The records below are to be written out again, exactly as they appear.
(Beginning of MATERIAL FOR THIS EXERCISE)
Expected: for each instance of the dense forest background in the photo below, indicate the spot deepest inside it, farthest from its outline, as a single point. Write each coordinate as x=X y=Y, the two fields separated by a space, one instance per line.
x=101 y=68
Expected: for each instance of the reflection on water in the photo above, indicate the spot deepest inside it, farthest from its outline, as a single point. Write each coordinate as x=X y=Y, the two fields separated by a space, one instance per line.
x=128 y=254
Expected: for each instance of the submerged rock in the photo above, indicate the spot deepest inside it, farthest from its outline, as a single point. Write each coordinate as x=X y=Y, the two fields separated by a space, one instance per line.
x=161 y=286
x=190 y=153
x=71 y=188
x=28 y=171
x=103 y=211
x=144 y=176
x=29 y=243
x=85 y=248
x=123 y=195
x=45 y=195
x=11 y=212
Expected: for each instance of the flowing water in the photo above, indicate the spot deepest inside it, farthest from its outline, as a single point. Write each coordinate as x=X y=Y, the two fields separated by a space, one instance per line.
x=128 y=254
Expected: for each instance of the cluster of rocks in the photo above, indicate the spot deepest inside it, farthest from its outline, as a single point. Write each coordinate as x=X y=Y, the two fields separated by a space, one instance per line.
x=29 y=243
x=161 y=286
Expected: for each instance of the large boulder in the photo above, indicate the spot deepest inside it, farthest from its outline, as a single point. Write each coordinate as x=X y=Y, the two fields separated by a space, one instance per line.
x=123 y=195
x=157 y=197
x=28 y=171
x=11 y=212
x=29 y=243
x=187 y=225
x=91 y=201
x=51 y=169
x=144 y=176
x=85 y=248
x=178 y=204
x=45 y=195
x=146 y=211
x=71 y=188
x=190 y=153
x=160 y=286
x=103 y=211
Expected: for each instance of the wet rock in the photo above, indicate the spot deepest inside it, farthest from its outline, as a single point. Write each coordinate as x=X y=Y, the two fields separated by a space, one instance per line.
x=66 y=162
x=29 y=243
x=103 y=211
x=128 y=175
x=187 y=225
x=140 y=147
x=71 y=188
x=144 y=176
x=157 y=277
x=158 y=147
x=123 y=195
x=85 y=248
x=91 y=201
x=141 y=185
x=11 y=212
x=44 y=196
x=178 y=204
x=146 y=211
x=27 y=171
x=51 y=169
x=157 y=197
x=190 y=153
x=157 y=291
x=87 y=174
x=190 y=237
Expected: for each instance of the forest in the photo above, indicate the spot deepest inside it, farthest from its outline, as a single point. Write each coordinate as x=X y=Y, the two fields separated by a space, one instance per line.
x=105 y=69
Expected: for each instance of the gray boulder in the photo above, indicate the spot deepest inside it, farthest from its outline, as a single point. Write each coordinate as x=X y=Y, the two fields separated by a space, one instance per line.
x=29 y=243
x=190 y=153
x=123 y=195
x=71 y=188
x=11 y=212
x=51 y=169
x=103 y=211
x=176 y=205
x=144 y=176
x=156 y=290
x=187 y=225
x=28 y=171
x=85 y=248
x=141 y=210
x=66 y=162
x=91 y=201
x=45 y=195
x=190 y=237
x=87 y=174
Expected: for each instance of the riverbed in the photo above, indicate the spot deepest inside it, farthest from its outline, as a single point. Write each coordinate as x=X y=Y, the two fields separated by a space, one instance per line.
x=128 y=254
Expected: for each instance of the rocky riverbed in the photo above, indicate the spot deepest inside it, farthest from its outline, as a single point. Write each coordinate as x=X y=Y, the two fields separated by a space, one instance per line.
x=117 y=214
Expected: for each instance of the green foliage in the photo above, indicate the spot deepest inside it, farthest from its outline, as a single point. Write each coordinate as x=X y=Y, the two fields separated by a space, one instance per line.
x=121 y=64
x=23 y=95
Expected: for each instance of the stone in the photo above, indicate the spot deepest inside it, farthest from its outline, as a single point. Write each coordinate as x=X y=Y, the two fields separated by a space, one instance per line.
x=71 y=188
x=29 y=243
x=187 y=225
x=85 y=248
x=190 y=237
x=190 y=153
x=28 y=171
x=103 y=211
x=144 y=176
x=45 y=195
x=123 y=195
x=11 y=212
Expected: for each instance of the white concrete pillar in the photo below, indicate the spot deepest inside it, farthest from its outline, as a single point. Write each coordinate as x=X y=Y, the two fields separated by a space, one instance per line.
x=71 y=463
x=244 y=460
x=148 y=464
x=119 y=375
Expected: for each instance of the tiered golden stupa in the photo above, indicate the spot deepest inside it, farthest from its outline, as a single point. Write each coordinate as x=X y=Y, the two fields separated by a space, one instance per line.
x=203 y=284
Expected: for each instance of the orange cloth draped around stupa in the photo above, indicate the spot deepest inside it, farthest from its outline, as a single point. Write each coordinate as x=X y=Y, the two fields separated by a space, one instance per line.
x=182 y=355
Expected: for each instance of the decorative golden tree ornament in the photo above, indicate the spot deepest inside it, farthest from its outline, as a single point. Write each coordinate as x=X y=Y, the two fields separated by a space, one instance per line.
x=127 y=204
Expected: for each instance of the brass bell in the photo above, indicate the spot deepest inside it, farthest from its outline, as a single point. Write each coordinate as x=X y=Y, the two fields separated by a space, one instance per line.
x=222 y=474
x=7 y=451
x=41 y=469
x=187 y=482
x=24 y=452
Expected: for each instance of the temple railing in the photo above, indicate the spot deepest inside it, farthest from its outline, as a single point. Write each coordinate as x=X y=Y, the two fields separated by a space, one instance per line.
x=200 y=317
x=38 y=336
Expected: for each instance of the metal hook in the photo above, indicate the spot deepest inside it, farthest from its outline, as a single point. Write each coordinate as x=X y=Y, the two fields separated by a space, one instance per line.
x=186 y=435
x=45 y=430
(End of MATERIAL FOR THIS EXERCISE)
• _EXERCISE RESULT_
Expected: for each instance of the dense forest background in the photo below, indicate the spot deepest inside it, farthest from its outline, as a single point. Write each coordinate as x=X y=Y, the two fields separated by a space, one instance per line.
x=101 y=68
Expected: for each instance of the reflection on water in the photo above, indicate the spot deepest inside it, farthest from its outline, as a single point. Write each coordinate as x=X y=Y, the two fields separated by a space, one instance per line.
x=128 y=254
Expected: for each instance of the submerged rock in the photo above, indicate the spot deepest inside it, farthest from its outline, as a single point. Write each coordinate as x=X y=Y, the two fields separated by a space, one instance per line.
x=161 y=286
x=190 y=153
x=71 y=188
x=28 y=171
x=103 y=211
x=144 y=176
x=29 y=243
x=85 y=248
x=123 y=195
x=45 y=195
x=11 y=212
Expected: for each instance of the flowing water in the photo above, indicate the spot deepest inside it, farthest from its outline, as a single point. Write each coordinate as x=X y=Y, the two fields separated by a space, one instance per line.
x=128 y=254
Expected: for each instance of the cluster of rocks in the photo above, indicate the spot deepest inside it, farthest from its outline, as a single point. Write each coordinate as x=X y=Y, the two fields separated by a space, one instance per line.
x=29 y=243
x=161 y=286
Expected: for each instance of the large boulder in the photo above, indicate the spot deepest inside it, farthest from its outline, as a single point. Write each coordinate as x=X y=Y, the two fields separated by a space, one instance per line.
x=123 y=195
x=157 y=197
x=28 y=171
x=11 y=212
x=29 y=243
x=187 y=225
x=91 y=201
x=51 y=169
x=144 y=176
x=85 y=248
x=178 y=204
x=45 y=195
x=146 y=211
x=71 y=188
x=190 y=153
x=160 y=286
x=103 y=211
Expected: for each instance of the wet rock in the photo above, indicate the spot deepest inside it, farthest from its outline, as a single point. Write each coordinate as x=X y=Y, the two fields separated by a space, one instance per line.
x=66 y=162
x=29 y=243
x=103 y=211
x=128 y=175
x=187 y=225
x=140 y=147
x=71 y=188
x=144 y=176
x=157 y=277
x=158 y=147
x=123 y=195
x=85 y=248
x=91 y=201
x=141 y=185
x=11 y=212
x=44 y=196
x=178 y=204
x=146 y=211
x=27 y=171
x=51 y=169
x=157 y=197
x=190 y=153
x=157 y=291
x=87 y=174
x=190 y=237
Expected: for each instance of the forest in the photo above, indicate the spot deepest inside it, farthest from its outline, as a single point. Write each coordinate as x=X y=Y, the two fields separated by a space, one instance per line.
x=105 y=69
Expected: for each instance of the gray boulder in the photo above, indicate the spot deepest inside it, farthest from its outline, as a single point. Write each coordinate as x=X y=Y, the two fields separated by a space, one instance per line.
x=29 y=243
x=190 y=153
x=123 y=195
x=71 y=188
x=11 y=212
x=51 y=169
x=103 y=211
x=176 y=205
x=144 y=176
x=156 y=290
x=187 y=225
x=28 y=171
x=85 y=248
x=141 y=210
x=66 y=162
x=91 y=201
x=45 y=195
x=190 y=237
x=87 y=174
Expected: for each instance of the riverbed in the photo above, indicate the spot deepest inside it, farthest from its outline, as a single point. Write each coordinate as x=X y=Y, the two fields separated by a space, one instance per line.
x=128 y=254
Expected: for each instance of the rocky riverbed in the photo above, indicate the spot deepest inside it, farthest from its outline, as a single point. Write each coordinate as x=X y=Y, the two fields separated by a space, one instance per line.
x=117 y=214
Expected: for each instance of the green foliage in the photo above, indicate the spot deepest inside it, farthest from its outline, as a single point. Write each coordinate as x=X y=Y, the two fields separated by a space, one instance per line.
x=121 y=64
x=23 y=95
Expected: for each instance of the stone in the photo above, indicate the spot deepest inside it, farthest from its outline, as a single point. Write each coordinate as x=X y=Y, the two fields separated by a space, one instance per line.
x=71 y=188
x=29 y=243
x=187 y=225
x=85 y=248
x=190 y=237
x=190 y=153
x=28 y=171
x=103 y=211
x=144 y=176
x=45 y=195
x=123 y=195
x=11 y=212
Expected: for each instance of the white concrete pillar in the photo below, indicate the spot deepest inside it, farthest from its outline, as a single point. Write each coordinate as x=X y=Y, the two fields separated by a space, one instance per line.
x=71 y=463
x=244 y=460
x=148 y=464
x=119 y=375
Expected: for each instance of the tiered golden stupa in the photo above, indicate the spot deepest inside it, farthest from its outline, as a single point. Write each coordinate as x=X y=Y, the two fields separated by a space, one instance per line.
x=203 y=284
Expected: for each instance of the orange cloth draped around stupa in the photo above, indicate the spot deepest inside it, farthest from its outline, as a single point. Write each coordinate as x=X y=Y, the two fields separated by a space, one instance per line.
x=182 y=355
Expected: for each instance of the decorative golden tree ornament in the photo above, indicate the spot deepest inside it, farthest from its outline, as a single point. Write each coordinate as x=X y=Y, the two fields separated by a space, one instance per line.
x=127 y=204
Expected: for each instance of the brass bell in the photo above, indicate the spot deepest inside it, farthest from its outline, as a single point. Write each coordinate as x=X y=Y, the two fields separated by a space, one instance per line.
x=222 y=474
x=7 y=451
x=41 y=469
x=187 y=482
x=24 y=452
Expected: for each instance of the temple railing in the photo above, indicate the spot deepest inside it, farthest from its outline, as a single point. Write each coordinate as x=X y=Y, the two fields separated by a space, one instance per line.
x=200 y=317
x=38 y=336
Expected: for each instance of the metal hook in the photo above, indicate the spot deepest inside it, farthest from its outline, as a single point. Write each coordinate as x=X y=Y, the two fields separated by a space, one instance per line.
x=186 y=435
x=45 y=430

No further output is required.